• **Required task 1**:
According to the Félix Lajeunesse biography below, which school at which university granted his film production degree?

------ Document ------

- Born: Sherbrooke, Quebec, Canada
- Occupations: Director; writer; producer; cinematographer; editor;
- Years active: 2004–present

= Félix Lajeunesse =

Canadian filmmaker and virtual reality content creator

Félix Lajeunesse is a Canadian film director, writer, and producer, and virtual reality content creator. He is the co-founder and chief creative officer at Felix & Paul Studios.

==Life and career==
Lajeunesse was born in Sherbrooke, Quebec, Canada. He graduated with a film production degree from the Mel Hoppenheim School of Cinema at Concordia University. He has received various accolades, including two Primetime Emmy Awards for The People's House: Inside the White House with Barack and Michelle Obama and for Space Explorers: The ISS Experience.

== Filmography ==

| Year | Film | Director | Writer | Note |
|---|---|---|---|---|
| 2023 | Jim Henson’s The Storyteller: The Seven Ravens | Yes | Yes | Interactive AR experience |
| 2021-2023 | Space Explorers: The Infinite | Yes | Yes | Large-scale interactive touring exhibit - 60 minutes |
| 2020-2022 | Space Explorers: The ISS Experience | Yes | Yes | 4 episodes |
| 2019 | Traveling While Black | Yes | Yes | Immersive 360 3D VR documentary film |
| 2019 | Marshall From Detroit | Yes | Yes | Immersive 360 3D VR documentary film |
| 2018 | Space Explorers: The Journey Begins | Yes | Yes | Immersive 360 3D VR documentary series |
| 2018 | Jurassic World: Blue | Yes | Yes | Immersive 360 3D VR fiction film |
| 2017 | Cirque du Soleil: Dreams of 'O' VR | Yes | Yes | Immersive 360 3D VR fiction film |
| 2017 | The People's House: Inside the White House with Barack and Michelle Obama | Yes | Yes | Immersive 360 3D VR documentary film |
| 2017 | Miyubi | Yes | Yes | Immersive 360 3D VR fiction film |
| 2017 | Cirque du Soleil: Through the Masks of Luzia | Yes | Yes | Immersive 360 3D VR fiction film |
| 2017 | The Confessional | Yes | Yes | Immersive 360 3D VR documentary series |
| 2016 | Nomads | Yes | Yes | Immersive 360 3D VR documentary series |
| 2016 | Cirque du Soleil: KÀ The Battle Within | Yes | Yes | Immersive 360 3D VR fiction film |
| 2016 | Through the Ages: President Obama Celebrates America's National Parks | Yes | Yes | Immersive 360 3D VR documentary film |
| 2015 | Inside the Box of Kurios | Yes | Yes | Immersive 360 3D VR fiction film |
| 2015 | Jurassic World: Apatosaurus | Yes | Yes | Immersive 360 3D VR fiction film |
| 2015 | Wild: The Experience | Yes | Yes | Immersive 360 3D VR film |
| 2015 | Inside Impact: East Africa with President Clinton | Yes | Yes | Immersive 360 3D VR documentary film |
| 2015 | Lebron James: Striving for Greatness | Yes | Yes | 5 episodes |
| 2014 | Introduction to Virtual Reality | Yes | Yes | Immersive 360 3D VR documentary film |
| 2014 | Strangers with Patrick Watson | Yes | Yes | Immersive 360 3D VR documentary film |
| 2013 | The Sparkling River | Yes | Yes | 3D fiction film |
| 2009 | Tusarnituuq! Nagano in the Land of the Inuit | Yes | Yes | 2D documentary film |
| 2009 | Tungijuq | Yes | Yes | 2D documentary film |

===As editor===
- Before Tomorrow (2008)

------

• **Required task 2**:
Find each line in the entries below that contains the string "buckwheat", and copy those lines.

------ Stored data ------

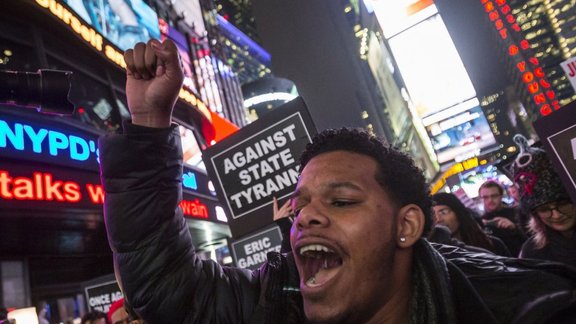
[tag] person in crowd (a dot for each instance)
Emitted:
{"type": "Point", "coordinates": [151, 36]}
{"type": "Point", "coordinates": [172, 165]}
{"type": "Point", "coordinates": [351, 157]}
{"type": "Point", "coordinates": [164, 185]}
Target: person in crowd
{"type": "Point", "coordinates": [121, 313]}
{"type": "Point", "coordinates": [500, 220]}
{"type": "Point", "coordinates": [514, 194]}
{"type": "Point", "coordinates": [553, 215]}
{"type": "Point", "coordinates": [358, 254]}
{"type": "Point", "coordinates": [449, 211]}
{"type": "Point", "coordinates": [94, 317]}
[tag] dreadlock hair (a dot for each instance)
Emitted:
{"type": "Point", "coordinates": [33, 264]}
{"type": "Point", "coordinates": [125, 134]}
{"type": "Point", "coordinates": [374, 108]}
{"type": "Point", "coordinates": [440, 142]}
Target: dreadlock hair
{"type": "Point", "coordinates": [397, 174]}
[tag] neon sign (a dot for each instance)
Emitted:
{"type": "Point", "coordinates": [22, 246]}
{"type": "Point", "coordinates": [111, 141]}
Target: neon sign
{"type": "Point", "coordinates": [531, 72]}
{"type": "Point", "coordinates": [46, 186]}
{"type": "Point", "coordinates": [194, 208]}
{"type": "Point", "coordinates": [22, 139]}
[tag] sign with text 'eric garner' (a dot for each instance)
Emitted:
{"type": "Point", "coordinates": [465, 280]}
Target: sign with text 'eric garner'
{"type": "Point", "coordinates": [250, 252]}
{"type": "Point", "coordinates": [260, 162]}
{"type": "Point", "coordinates": [558, 134]}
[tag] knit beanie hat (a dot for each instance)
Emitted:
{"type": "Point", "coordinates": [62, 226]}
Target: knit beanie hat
{"type": "Point", "coordinates": [114, 307]}
{"type": "Point", "coordinates": [537, 181]}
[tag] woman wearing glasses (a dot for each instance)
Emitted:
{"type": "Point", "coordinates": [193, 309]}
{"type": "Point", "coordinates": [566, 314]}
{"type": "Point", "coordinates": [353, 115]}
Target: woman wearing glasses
{"type": "Point", "coordinates": [553, 226]}
{"type": "Point", "coordinates": [449, 211]}
{"type": "Point", "coordinates": [553, 215]}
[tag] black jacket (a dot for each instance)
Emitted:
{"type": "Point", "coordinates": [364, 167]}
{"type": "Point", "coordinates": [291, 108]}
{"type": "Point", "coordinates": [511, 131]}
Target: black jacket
{"type": "Point", "coordinates": [166, 282]}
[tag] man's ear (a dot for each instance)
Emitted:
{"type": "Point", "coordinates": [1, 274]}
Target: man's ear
{"type": "Point", "coordinates": [410, 225]}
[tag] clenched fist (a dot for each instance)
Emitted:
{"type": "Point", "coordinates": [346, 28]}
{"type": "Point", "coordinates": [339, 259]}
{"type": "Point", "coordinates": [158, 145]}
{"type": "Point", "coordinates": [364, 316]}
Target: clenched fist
{"type": "Point", "coordinates": [153, 80]}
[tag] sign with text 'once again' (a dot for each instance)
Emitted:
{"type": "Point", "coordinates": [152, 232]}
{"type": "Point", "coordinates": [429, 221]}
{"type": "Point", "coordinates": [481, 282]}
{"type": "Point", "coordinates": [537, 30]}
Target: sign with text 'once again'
{"type": "Point", "coordinates": [260, 162]}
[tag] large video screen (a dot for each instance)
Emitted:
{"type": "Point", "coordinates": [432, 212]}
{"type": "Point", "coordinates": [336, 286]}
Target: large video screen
{"type": "Point", "coordinates": [395, 16]}
{"type": "Point", "coordinates": [179, 39]}
{"type": "Point", "coordinates": [460, 132]}
{"type": "Point", "coordinates": [431, 67]}
{"type": "Point", "coordinates": [123, 22]}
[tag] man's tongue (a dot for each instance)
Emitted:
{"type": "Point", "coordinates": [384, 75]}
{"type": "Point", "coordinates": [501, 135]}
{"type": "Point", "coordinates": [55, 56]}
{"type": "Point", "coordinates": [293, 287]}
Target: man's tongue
{"type": "Point", "coordinates": [321, 269]}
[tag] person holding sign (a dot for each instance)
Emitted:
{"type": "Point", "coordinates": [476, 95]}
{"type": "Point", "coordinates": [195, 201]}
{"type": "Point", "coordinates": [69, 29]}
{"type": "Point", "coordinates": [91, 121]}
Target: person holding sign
{"type": "Point", "coordinates": [361, 211]}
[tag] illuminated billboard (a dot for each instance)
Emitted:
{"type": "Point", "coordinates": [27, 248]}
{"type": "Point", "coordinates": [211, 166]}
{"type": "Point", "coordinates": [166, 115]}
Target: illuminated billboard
{"type": "Point", "coordinates": [122, 22]}
{"type": "Point", "coordinates": [395, 16]}
{"type": "Point", "coordinates": [431, 67]}
{"type": "Point", "coordinates": [460, 132]}
{"type": "Point", "coordinates": [179, 39]}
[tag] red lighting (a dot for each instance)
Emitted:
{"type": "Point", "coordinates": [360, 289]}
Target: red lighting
{"type": "Point", "coordinates": [499, 24]}
{"type": "Point", "coordinates": [527, 77]}
{"type": "Point", "coordinates": [521, 66]}
{"type": "Point", "coordinates": [513, 50]}
{"type": "Point", "coordinates": [539, 98]}
{"type": "Point", "coordinates": [535, 80]}
{"type": "Point", "coordinates": [493, 15]}
{"type": "Point", "coordinates": [489, 6]}
{"type": "Point", "coordinates": [544, 83]}
{"type": "Point", "coordinates": [545, 110]}
{"type": "Point", "coordinates": [194, 208]}
{"type": "Point", "coordinates": [510, 19]}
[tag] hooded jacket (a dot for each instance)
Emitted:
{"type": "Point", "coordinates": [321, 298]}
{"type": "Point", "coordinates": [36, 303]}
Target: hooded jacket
{"type": "Point", "coordinates": [167, 282]}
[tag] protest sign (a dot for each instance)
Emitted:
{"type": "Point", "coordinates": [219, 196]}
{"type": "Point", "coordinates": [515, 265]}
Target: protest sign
{"type": "Point", "coordinates": [558, 134]}
{"type": "Point", "coordinates": [260, 162]}
{"type": "Point", "coordinates": [250, 251]}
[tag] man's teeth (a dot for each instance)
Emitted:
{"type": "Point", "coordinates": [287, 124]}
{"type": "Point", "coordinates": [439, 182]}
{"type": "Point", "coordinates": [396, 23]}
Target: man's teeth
{"type": "Point", "coordinates": [315, 247]}
{"type": "Point", "coordinates": [311, 282]}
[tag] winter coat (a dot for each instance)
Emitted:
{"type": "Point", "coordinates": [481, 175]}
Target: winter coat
{"type": "Point", "coordinates": [167, 282]}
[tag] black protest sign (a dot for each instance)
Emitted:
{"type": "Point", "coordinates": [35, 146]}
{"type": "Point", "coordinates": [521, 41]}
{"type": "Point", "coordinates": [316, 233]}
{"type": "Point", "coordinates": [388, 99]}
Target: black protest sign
{"type": "Point", "coordinates": [101, 293]}
{"type": "Point", "coordinates": [558, 134]}
{"type": "Point", "coordinates": [250, 251]}
{"type": "Point", "coordinates": [260, 162]}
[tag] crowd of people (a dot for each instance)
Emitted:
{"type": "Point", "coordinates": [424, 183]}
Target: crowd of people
{"type": "Point", "coordinates": [365, 240]}
{"type": "Point", "coordinates": [361, 241]}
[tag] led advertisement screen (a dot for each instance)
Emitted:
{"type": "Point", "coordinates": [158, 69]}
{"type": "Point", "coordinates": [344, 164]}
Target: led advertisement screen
{"type": "Point", "coordinates": [431, 67]}
{"type": "Point", "coordinates": [460, 132]}
{"type": "Point", "coordinates": [395, 16]}
{"type": "Point", "coordinates": [179, 39]}
{"type": "Point", "coordinates": [122, 22]}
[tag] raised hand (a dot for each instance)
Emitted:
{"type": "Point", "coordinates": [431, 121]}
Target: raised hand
{"type": "Point", "coordinates": [153, 80]}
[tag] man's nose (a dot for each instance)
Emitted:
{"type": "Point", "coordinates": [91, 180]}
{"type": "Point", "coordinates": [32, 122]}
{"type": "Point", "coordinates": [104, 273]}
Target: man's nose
{"type": "Point", "coordinates": [311, 216]}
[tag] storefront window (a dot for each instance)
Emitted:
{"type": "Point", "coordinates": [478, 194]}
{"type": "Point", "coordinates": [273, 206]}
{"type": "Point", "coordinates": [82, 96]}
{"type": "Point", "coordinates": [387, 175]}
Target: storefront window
{"type": "Point", "coordinates": [16, 57]}
{"type": "Point", "coordinates": [92, 99]}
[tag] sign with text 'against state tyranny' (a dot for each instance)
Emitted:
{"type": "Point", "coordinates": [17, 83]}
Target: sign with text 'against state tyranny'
{"type": "Point", "coordinates": [558, 134]}
{"type": "Point", "coordinates": [260, 162]}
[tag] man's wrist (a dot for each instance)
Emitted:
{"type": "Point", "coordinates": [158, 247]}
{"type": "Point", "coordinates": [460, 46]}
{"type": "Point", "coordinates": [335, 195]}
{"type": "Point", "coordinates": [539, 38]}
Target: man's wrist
{"type": "Point", "coordinates": [152, 121]}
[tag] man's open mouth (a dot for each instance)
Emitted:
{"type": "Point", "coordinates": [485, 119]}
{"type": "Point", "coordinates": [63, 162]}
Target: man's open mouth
{"type": "Point", "coordinates": [319, 264]}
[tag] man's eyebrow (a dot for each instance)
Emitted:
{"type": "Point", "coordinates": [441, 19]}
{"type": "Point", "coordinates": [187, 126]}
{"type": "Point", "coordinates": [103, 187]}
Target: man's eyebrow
{"type": "Point", "coordinates": [343, 184]}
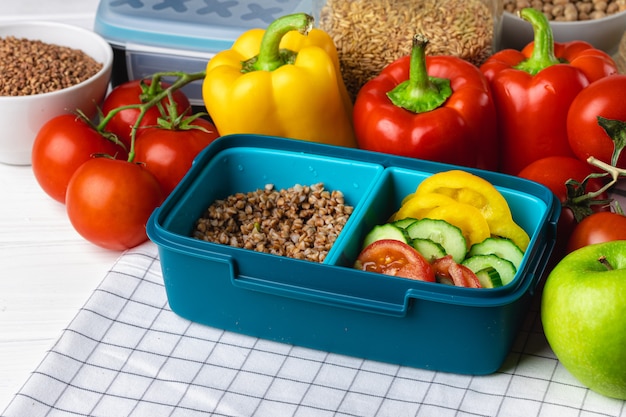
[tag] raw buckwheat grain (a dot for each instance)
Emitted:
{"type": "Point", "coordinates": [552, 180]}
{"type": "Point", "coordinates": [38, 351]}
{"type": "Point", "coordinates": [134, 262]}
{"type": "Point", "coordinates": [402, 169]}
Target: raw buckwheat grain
{"type": "Point", "coordinates": [29, 67]}
{"type": "Point", "coordinates": [300, 222]}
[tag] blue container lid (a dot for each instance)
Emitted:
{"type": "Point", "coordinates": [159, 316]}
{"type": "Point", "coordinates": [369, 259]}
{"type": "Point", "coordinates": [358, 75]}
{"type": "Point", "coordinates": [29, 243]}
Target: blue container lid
{"type": "Point", "coordinates": [198, 25]}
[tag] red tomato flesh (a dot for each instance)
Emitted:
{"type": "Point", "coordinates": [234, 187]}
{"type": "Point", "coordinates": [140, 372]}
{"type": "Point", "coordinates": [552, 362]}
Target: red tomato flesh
{"type": "Point", "coordinates": [598, 228]}
{"type": "Point", "coordinates": [460, 275]}
{"type": "Point", "coordinates": [395, 258]}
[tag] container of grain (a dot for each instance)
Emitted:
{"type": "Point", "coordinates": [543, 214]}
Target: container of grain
{"type": "Point", "coordinates": [369, 34]}
{"type": "Point", "coordinates": [327, 304]}
{"type": "Point", "coordinates": [47, 69]}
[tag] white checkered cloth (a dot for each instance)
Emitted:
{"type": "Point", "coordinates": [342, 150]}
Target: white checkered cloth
{"type": "Point", "coordinates": [127, 354]}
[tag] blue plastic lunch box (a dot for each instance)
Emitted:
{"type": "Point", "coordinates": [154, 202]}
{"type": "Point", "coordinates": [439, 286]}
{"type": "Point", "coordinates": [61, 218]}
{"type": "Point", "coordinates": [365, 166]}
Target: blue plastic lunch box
{"type": "Point", "coordinates": [330, 306]}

------

• **Final result 1**:
The Mel Hoppenheim School of Cinema at Concordia University.

• **Final result 2**:
[tag] raw buckwheat grain (a dot for each instance)
Target: raw buckwheat grain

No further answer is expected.